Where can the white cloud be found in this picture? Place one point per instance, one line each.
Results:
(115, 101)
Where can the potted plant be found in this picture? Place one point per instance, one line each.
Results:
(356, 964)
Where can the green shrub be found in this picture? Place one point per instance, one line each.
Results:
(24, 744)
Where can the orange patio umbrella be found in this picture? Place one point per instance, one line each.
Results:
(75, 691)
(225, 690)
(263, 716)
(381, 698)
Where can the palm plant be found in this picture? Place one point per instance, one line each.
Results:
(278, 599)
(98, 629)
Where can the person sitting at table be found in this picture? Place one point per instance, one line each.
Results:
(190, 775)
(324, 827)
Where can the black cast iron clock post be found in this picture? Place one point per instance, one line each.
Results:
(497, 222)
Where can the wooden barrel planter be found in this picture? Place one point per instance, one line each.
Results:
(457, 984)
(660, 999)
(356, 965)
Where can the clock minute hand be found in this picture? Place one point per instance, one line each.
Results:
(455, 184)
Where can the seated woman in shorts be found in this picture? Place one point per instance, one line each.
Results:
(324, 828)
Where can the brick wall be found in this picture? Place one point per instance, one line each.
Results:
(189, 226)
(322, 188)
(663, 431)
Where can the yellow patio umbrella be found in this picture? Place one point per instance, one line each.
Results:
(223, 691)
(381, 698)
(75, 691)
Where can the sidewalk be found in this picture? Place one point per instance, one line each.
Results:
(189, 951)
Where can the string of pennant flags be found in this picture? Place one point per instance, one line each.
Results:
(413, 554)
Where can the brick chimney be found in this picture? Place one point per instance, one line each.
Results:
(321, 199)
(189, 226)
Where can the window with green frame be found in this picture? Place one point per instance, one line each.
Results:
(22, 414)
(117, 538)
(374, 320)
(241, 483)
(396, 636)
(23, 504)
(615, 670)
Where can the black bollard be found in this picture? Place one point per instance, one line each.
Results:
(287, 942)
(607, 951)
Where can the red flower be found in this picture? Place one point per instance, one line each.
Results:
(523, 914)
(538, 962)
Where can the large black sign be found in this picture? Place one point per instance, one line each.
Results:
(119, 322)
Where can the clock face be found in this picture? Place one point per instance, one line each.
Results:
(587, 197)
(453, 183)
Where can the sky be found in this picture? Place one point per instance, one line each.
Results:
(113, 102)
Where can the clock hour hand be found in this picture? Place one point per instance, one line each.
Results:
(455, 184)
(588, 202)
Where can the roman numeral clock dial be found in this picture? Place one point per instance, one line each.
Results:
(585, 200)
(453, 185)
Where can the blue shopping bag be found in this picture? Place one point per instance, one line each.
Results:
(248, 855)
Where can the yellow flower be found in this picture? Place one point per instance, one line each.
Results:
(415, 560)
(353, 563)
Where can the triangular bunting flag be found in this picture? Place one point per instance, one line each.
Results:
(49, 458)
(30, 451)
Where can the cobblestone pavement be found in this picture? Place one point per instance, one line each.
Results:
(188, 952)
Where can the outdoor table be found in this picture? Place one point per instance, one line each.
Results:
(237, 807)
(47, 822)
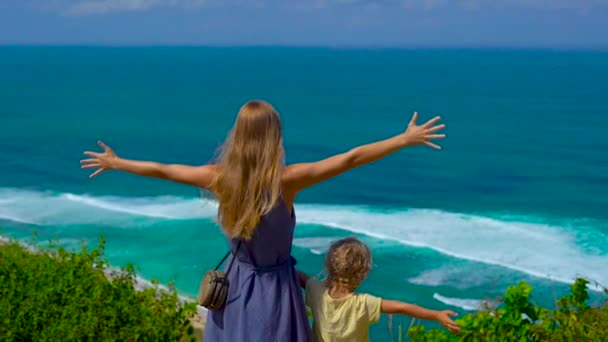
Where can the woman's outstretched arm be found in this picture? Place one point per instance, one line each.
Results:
(199, 176)
(300, 176)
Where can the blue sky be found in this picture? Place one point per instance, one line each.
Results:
(513, 23)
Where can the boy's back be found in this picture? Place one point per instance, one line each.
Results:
(344, 319)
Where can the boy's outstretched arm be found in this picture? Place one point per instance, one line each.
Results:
(302, 278)
(443, 317)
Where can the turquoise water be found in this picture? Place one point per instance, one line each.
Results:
(519, 191)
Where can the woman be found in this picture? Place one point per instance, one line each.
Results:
(256, 193)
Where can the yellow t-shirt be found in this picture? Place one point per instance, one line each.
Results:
(341, 320)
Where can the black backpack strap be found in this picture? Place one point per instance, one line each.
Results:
(231, 260)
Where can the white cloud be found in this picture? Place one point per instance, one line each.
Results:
(578, 5)
(91, 7)
(96, 7)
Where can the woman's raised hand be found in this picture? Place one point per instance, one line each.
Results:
(100, 161)
(423, 135)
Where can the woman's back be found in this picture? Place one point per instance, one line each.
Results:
(264, 298)
(272, 239)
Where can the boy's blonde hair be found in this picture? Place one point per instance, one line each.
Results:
(348, 263)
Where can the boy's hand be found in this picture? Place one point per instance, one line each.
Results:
(443, 317)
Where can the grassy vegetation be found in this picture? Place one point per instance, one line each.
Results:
(519, 319)
(58, 295)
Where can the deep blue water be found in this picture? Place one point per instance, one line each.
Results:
(519, 191)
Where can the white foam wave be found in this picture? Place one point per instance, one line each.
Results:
(316, 245)
(534, 248)
(45, 208)
(465, 304)
(537, 249)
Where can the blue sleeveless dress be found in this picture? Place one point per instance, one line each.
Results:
(265, 302)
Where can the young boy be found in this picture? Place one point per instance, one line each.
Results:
(340, 314)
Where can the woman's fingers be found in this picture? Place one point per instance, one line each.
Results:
(431, 122)
(105, 147)
(435, 129)
(430, 144)
(413, 120)
(97, 173)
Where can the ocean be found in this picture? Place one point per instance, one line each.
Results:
(519, 191)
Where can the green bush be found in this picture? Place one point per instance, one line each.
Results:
(520, 320)
(58, 295)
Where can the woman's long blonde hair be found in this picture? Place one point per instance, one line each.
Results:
(250, 165)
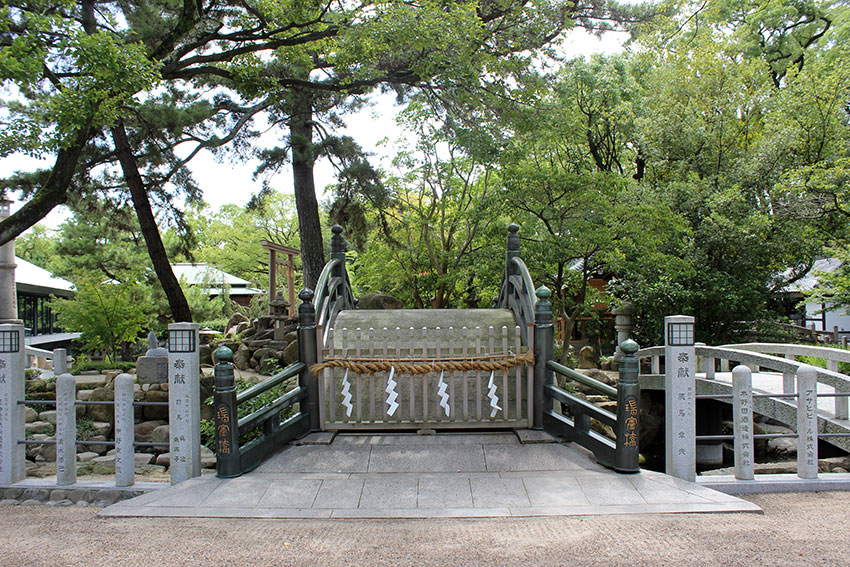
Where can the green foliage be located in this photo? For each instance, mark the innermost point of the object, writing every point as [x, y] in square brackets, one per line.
[106, 314]
[85, 428]
[83, 364]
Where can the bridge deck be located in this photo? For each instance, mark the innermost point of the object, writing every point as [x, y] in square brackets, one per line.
[444, 475]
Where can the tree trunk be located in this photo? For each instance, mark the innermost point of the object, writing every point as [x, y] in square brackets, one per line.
[156, 250]
[53, 192]
[309, 226]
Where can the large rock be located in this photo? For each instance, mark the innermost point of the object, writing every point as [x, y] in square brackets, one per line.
[144, 430]
[587, 358]
[379, 301]
[205, 354]
[234, 321]
[39, 427]
[160, 435]
[102, 412]
[269, 366]
[242, 358]
[154, 413]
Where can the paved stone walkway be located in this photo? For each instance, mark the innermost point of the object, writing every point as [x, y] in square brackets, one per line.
[444, 475]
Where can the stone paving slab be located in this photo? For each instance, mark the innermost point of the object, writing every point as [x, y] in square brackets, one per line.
[285, 487]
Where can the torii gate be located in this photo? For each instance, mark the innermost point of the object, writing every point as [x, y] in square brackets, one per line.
[289, 264]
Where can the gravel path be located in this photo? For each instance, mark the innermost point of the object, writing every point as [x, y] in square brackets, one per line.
[796, 529]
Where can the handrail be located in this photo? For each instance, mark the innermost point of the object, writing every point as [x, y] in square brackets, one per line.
[254, 419]
[581, 378]
[828, 353]
[270, 382]
[587, 408]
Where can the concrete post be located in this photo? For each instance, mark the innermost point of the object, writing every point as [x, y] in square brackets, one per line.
[8, 293]
[60, 361]
[124, 431]
[544, 350]
[679, 396]
[807, 422]
[66, 430]
[308, 354]
[788, 379]
[12, 455]
[742, 419]
[184, 403]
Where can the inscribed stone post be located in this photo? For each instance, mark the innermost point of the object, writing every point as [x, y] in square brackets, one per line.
[66, 430]
[60, 361]
[742, 416]
[184, 405]
[12, 455]
[124, 431]
[807, 422]
[679, 396]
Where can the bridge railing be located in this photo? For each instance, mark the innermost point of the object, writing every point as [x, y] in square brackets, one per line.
[573, 420]
[517, 291]
[289, 416]
[690, 374]
[333, 289]
[429, 378]
[182, 377]
[714, 359]
[571, 417]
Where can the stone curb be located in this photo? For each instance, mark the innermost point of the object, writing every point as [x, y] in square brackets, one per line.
[96, 497]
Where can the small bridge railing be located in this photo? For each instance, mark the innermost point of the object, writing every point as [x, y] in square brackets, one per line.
[714, 359]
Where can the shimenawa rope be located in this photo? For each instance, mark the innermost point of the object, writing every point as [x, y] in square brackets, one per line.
[407, 366]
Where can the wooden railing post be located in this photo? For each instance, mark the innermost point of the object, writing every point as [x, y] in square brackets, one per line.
[511, 250]
[308, 354]
[228, 464]
[544, 350]
[627, 458]
[338, 251]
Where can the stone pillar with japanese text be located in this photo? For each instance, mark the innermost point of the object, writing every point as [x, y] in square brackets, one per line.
[680, 396]
[742, 422]
[807, 422]
[184, 401]
[12, 429]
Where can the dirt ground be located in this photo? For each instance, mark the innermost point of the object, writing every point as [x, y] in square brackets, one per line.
[795, 529]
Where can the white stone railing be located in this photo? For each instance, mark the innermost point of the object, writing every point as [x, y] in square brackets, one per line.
[183, 404]
[712, 359]
[798, 398]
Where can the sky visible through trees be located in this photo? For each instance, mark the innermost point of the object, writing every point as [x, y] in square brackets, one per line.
[373, 127]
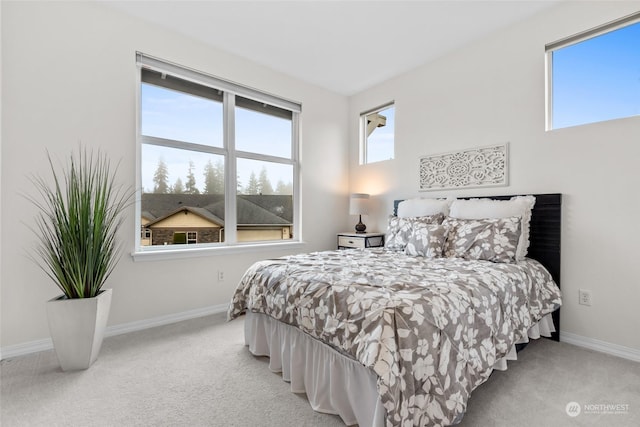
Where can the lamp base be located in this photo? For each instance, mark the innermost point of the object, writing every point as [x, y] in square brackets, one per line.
[360, 227]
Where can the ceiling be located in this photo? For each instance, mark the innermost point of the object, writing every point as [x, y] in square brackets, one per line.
[343, 46]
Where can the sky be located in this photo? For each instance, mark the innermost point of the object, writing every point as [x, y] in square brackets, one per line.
[597, 79]
[183, 117]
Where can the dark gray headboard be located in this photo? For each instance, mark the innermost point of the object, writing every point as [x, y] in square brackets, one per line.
[544, 236]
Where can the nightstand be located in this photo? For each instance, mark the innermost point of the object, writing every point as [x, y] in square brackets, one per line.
[360, 240]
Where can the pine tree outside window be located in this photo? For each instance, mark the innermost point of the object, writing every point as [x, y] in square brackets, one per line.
[218, 162]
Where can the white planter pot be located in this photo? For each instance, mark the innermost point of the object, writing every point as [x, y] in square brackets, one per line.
[77, 328]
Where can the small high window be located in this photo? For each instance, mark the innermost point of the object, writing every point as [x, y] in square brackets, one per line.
[377, 129]
[595, 75]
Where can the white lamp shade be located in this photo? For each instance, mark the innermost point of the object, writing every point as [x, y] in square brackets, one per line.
[359, 204]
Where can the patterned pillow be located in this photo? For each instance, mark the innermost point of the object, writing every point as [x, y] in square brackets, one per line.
[399, 229]
[493, 239]
[485, 208]
[427, 240]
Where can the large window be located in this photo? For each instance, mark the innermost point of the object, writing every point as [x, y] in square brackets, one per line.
[218, 161]
[377, 134]
[594, 76]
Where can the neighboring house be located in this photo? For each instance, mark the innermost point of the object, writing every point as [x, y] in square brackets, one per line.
[169, 219]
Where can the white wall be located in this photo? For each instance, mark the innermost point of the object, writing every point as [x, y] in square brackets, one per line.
[69, 75]
[491, 92]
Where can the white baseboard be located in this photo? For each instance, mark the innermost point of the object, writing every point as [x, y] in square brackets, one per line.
[46, 344]
[601, 346]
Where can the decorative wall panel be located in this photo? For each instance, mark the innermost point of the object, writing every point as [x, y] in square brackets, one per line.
[476, 167]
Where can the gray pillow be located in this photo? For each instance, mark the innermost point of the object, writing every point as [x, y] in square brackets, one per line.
[493, 239]
[399, 229]
[427, 240]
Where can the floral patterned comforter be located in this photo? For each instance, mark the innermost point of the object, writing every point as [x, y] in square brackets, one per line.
[430, 328]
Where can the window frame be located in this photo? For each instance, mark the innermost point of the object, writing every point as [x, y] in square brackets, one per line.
[582, 36]
[364, 144]
[229, 91]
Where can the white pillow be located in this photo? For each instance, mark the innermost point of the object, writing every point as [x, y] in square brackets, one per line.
[486, 208]
[412, 208]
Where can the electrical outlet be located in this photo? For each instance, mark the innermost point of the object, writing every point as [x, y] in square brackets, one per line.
[584, 297]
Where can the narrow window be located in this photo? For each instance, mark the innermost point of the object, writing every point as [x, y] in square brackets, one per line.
[377, 128]
[595, 75]
[216, 159]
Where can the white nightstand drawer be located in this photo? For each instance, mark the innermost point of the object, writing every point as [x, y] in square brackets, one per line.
[351, 242]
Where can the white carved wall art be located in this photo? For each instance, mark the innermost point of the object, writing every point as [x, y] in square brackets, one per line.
[476, 167]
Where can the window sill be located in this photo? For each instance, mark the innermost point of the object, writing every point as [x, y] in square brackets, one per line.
[167, 254]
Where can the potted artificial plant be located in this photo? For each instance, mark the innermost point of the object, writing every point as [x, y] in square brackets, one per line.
[79, 214]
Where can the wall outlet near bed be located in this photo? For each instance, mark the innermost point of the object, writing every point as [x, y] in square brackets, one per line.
[584, 297]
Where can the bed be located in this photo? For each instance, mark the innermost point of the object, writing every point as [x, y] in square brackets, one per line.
[386, 337]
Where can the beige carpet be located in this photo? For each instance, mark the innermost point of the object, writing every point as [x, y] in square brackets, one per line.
[199, 373]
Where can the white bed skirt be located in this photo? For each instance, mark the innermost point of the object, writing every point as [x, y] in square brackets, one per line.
[333, 382]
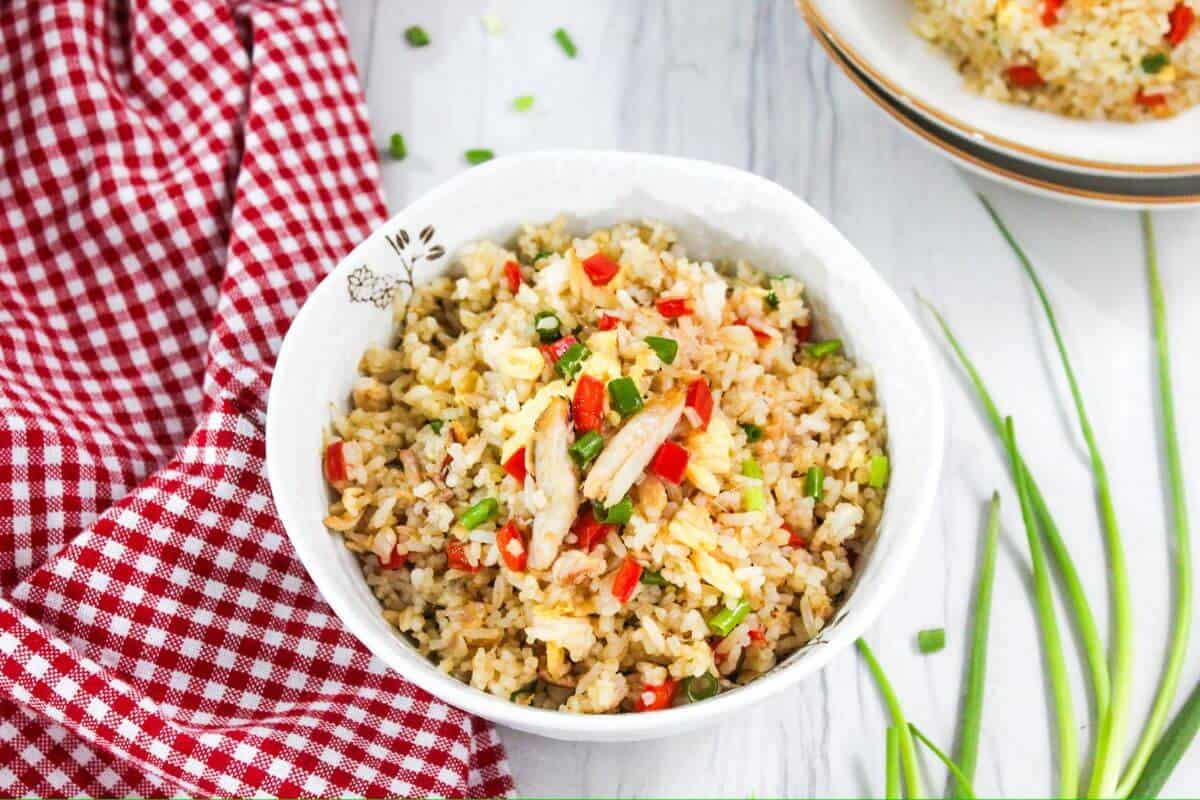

━━━━━━━━━━━━━━━━

- **What is required**: Count the lines in the data above that contain the word "frame", treating upper and lower case as different. Give only the number.

- **Written solution**: 2